▶ [Problem]: Write out the full listing again, exactly as it stands.

— Start of Listed entries —

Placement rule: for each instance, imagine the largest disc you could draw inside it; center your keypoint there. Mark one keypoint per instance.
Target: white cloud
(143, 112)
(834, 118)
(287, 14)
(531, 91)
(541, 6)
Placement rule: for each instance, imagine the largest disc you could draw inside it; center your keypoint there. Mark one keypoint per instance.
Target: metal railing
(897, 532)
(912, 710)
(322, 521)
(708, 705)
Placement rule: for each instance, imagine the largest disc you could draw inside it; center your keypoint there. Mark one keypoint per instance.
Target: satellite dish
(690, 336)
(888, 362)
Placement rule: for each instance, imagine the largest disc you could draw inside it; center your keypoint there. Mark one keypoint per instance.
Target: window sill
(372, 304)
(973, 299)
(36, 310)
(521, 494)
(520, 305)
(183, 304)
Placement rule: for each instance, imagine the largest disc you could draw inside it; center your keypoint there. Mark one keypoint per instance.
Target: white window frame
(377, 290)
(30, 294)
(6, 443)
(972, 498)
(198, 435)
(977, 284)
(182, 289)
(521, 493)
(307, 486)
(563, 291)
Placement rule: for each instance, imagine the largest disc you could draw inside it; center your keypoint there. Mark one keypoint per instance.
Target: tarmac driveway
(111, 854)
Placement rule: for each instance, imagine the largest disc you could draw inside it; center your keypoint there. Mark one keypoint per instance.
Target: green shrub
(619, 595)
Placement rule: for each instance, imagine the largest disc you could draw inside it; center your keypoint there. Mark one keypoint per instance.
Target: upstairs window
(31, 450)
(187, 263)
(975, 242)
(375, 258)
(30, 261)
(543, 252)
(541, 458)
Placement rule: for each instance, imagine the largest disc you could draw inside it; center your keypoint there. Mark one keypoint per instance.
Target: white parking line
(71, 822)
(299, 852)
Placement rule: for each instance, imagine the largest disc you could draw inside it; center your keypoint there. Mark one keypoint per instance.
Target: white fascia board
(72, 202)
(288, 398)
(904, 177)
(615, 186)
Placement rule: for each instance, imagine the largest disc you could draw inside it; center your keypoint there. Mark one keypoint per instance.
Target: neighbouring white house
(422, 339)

— End of Listed entries —

▶ [Reply]:
Placement rule: for each instance, imagine the largest disc you could draw inside it; center your keypoint there. Mark one keypoint per instance.
Target: white cloud
(143, 112)
(834, 118)
(287, 14)
(531, 91)
(541, 6)
Placement rule: for each instance, imagine the largest disc you could draw inside it; center your keypoint there. Mark one keypoint per instance.
Target: metal railing
(897, 532)
(912, 710)
(322, 521)
(708, 705)
Placement rule: for each instance, imagine the largest disc you could draw inside it; center your keypoint there. Mark one keypoint per instance.
Target: satellite dish
(690, 336)
(888, 362)
Placement rule: for each instance, imagine the largest disc you could draw inside it; center your keypoint there. Mark one keypoint per instance.
Target: window sill
(372, 304)
(973, 299)
(36, 310)
(521, 494)
(520, 305)
(183, 304)
Placement rule: for each instance, imagine the largest disc you could draw inside it; center your keypoint there. Mark one keypoint per instance.
Target: white window frame
(377, 290)
(30, 294)
(6, 443)
(972, 498)
(198, 435)
(977, 284)
(182, 289)
(521, 493)
(307, 486)
(563, 291)
Placement rule: for each instance, imagine the largest disc you could draw inside it; center your keypoint there. Mark one keypoint per instance.
Target: tarmac driveway
(111, 854)
Placement rule: for each instance, imagine the largest disc you could draw inside it; center your keypoint there. Mark one keypoint per instance.
Target: green shrub
(619, 595)
Placement rule: for each instance, imagine the largest disc you could draw inside it; center your keypoint there. Mark one keypoint per instance.
Target: upstairs window
(31, 450)
(187, 263)
(975, 242)
(375, 258)
(30, 261)
(543, 252)
(541, 458)
Placement rule: for each instance, imagine the largest disc you could draw inside it; center your keypoint there. Mark one keypoint per instance.
Target: white parking line
(71, 822)
(299, 852)
Placement rule: for each instance, imagine the largest disc you could draw inside it; center your keypoint there. Mark one keypoint per instance.
Target: white fascia board
(72, 202)
(288, 398)
(904, 177)
(615, 186)
Placement rule: for each instance, imagine the largest disc you could draw inside it; center your keypoint there. Mark one keypoint per instance.
Target: neighbouring white house
(422, 339)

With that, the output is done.